Work task ::
Whenever a line of the entries below holds the string "spire", copy that line and return it.

Supplied entries below:

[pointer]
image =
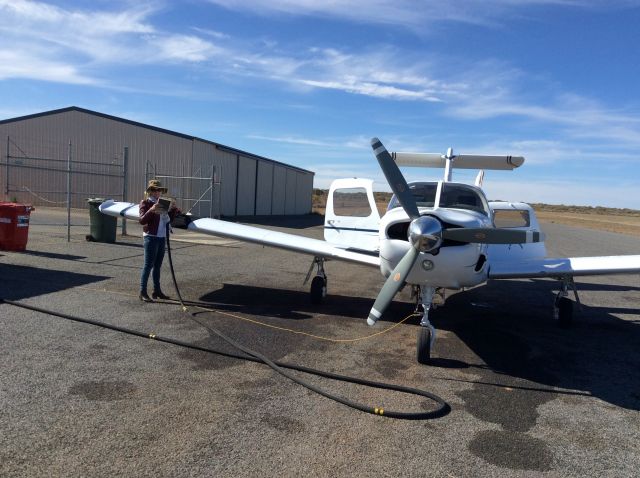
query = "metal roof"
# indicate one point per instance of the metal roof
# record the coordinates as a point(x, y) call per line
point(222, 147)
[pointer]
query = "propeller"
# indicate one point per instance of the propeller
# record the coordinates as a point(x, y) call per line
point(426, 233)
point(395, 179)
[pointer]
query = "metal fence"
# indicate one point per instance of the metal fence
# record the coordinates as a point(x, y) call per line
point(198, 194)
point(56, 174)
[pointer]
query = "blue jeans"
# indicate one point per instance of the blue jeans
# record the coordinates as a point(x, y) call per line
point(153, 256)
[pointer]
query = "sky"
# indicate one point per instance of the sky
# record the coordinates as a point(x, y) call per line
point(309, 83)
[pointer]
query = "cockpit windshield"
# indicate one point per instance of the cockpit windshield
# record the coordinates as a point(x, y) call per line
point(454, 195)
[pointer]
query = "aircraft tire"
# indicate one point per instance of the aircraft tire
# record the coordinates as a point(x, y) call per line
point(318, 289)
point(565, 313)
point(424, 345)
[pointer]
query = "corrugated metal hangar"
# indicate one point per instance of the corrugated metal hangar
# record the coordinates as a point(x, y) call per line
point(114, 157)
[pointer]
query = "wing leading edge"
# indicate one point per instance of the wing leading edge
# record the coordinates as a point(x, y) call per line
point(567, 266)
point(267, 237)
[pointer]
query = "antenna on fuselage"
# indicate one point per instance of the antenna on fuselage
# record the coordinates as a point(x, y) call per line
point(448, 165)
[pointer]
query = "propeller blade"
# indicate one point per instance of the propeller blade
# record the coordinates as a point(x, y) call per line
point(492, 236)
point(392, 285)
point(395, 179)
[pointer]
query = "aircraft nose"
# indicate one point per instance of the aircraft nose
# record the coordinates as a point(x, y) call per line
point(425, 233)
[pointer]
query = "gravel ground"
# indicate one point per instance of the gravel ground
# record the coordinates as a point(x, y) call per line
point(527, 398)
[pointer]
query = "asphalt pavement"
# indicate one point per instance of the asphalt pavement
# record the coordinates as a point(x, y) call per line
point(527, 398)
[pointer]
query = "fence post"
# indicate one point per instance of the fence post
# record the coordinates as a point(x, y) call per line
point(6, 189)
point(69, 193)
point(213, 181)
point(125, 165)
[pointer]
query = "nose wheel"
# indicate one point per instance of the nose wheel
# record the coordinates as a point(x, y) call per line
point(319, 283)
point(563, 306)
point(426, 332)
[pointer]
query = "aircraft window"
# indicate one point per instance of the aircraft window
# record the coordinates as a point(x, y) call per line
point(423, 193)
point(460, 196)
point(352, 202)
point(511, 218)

End of Supplied entries.
Supplied entries below:

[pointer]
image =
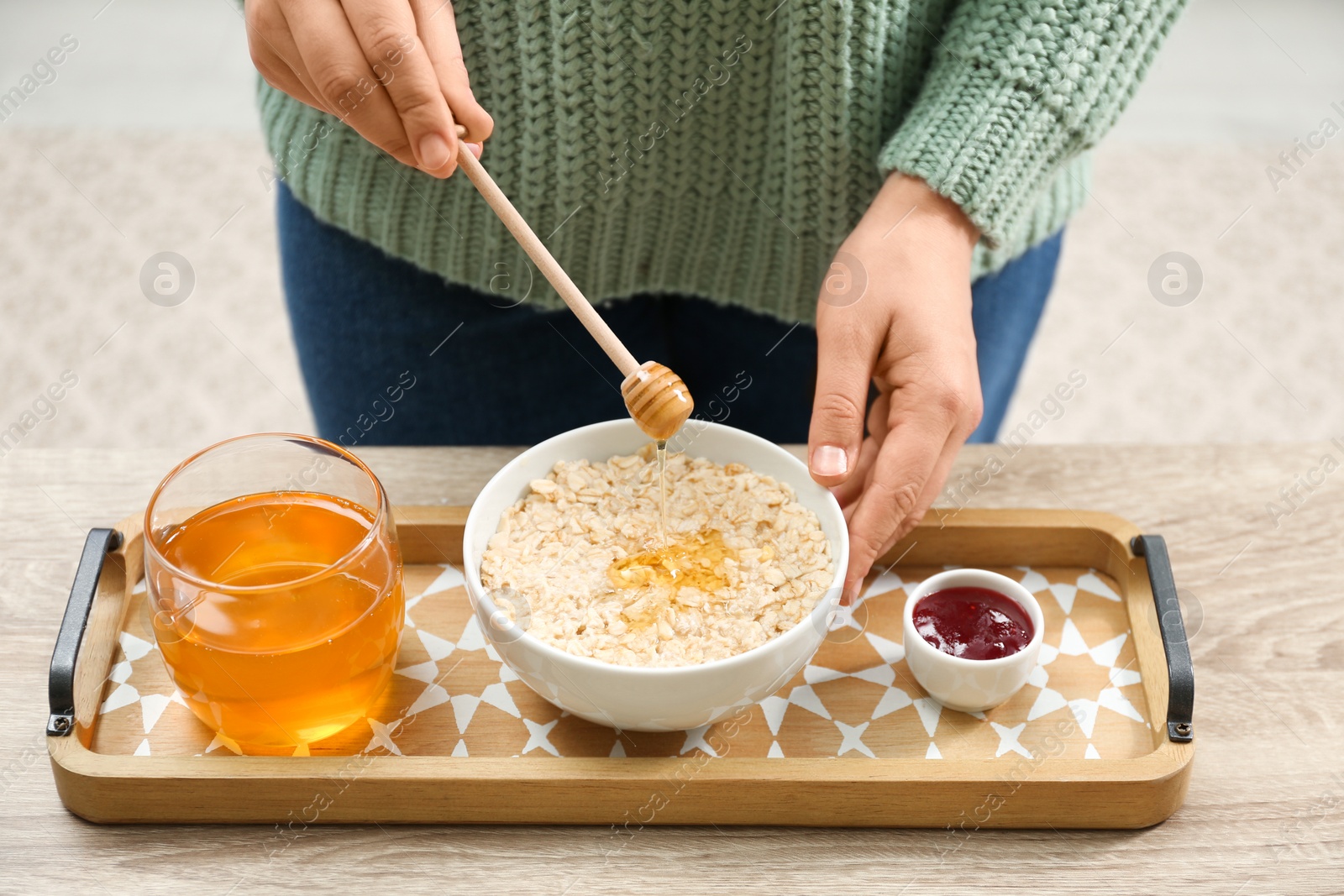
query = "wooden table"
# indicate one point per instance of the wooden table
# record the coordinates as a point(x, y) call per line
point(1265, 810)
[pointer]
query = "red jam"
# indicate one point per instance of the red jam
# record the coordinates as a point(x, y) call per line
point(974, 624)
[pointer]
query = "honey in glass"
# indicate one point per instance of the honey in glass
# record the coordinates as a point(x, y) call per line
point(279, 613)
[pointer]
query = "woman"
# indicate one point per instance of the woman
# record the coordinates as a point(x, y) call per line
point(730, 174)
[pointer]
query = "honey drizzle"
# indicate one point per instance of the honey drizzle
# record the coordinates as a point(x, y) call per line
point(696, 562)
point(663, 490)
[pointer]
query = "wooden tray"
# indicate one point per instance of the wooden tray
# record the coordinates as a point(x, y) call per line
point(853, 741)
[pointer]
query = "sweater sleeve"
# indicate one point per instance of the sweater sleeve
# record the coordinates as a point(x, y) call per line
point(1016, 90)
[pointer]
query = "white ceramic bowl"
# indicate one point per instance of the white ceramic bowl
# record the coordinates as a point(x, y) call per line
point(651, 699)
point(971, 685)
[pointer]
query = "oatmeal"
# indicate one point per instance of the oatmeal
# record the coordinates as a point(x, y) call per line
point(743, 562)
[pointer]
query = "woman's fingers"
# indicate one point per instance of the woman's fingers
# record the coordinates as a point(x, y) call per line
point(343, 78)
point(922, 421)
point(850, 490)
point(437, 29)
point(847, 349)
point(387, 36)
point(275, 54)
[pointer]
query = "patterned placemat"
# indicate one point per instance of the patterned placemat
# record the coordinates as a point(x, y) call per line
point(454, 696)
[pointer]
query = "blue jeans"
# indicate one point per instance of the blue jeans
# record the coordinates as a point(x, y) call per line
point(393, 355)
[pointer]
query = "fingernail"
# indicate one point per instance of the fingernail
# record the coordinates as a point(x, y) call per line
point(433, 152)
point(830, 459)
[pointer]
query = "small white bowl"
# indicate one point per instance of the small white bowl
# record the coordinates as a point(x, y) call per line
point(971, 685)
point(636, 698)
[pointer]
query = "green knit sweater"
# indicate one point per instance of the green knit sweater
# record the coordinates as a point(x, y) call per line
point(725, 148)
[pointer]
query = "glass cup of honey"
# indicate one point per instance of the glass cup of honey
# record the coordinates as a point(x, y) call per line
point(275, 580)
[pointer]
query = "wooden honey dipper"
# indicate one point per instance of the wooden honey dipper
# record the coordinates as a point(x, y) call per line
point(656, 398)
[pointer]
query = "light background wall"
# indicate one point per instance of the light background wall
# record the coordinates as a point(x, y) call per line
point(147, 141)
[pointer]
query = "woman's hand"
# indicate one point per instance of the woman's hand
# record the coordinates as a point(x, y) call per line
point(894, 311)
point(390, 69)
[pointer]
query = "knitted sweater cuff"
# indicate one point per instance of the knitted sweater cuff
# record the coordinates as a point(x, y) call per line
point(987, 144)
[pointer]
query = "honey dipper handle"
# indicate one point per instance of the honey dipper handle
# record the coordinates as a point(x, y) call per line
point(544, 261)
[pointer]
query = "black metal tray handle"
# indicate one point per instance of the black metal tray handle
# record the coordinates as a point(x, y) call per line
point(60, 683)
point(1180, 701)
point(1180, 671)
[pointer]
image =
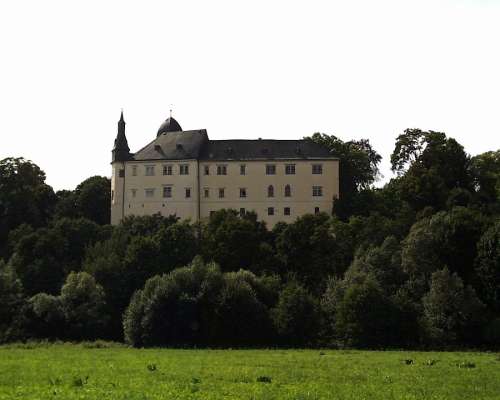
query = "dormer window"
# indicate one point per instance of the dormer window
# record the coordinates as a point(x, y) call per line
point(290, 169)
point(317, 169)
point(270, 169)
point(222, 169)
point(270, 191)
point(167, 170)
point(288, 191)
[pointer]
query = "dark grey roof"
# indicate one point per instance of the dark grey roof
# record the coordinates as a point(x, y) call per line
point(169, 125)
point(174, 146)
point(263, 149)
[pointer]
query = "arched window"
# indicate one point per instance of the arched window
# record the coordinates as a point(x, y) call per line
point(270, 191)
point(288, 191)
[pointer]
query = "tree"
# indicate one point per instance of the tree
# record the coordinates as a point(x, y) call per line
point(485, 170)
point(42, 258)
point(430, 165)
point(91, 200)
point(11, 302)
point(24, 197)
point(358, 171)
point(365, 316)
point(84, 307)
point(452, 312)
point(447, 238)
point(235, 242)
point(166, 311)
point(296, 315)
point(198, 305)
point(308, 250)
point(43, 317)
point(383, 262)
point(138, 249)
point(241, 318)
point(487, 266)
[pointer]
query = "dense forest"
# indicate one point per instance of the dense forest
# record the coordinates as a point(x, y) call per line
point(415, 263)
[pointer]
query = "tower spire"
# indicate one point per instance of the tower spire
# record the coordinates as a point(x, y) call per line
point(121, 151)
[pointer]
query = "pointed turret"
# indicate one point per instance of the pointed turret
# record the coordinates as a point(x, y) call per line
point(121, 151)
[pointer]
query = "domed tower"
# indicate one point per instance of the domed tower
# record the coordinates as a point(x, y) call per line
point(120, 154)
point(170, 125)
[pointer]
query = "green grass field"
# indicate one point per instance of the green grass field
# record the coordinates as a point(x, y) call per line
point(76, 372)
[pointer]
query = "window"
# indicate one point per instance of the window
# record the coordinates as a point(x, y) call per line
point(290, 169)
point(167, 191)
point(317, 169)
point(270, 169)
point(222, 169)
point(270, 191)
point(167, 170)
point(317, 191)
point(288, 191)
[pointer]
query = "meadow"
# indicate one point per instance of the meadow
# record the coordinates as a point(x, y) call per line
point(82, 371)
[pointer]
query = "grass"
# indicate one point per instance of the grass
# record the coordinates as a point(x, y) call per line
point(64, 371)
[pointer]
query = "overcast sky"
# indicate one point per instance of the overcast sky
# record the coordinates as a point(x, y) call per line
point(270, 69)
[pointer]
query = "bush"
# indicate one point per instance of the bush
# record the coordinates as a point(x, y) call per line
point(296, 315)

End of Supplied entries.

Solution to the problem ::
query = "tower spire"
# indicate one point per instance of the tower spire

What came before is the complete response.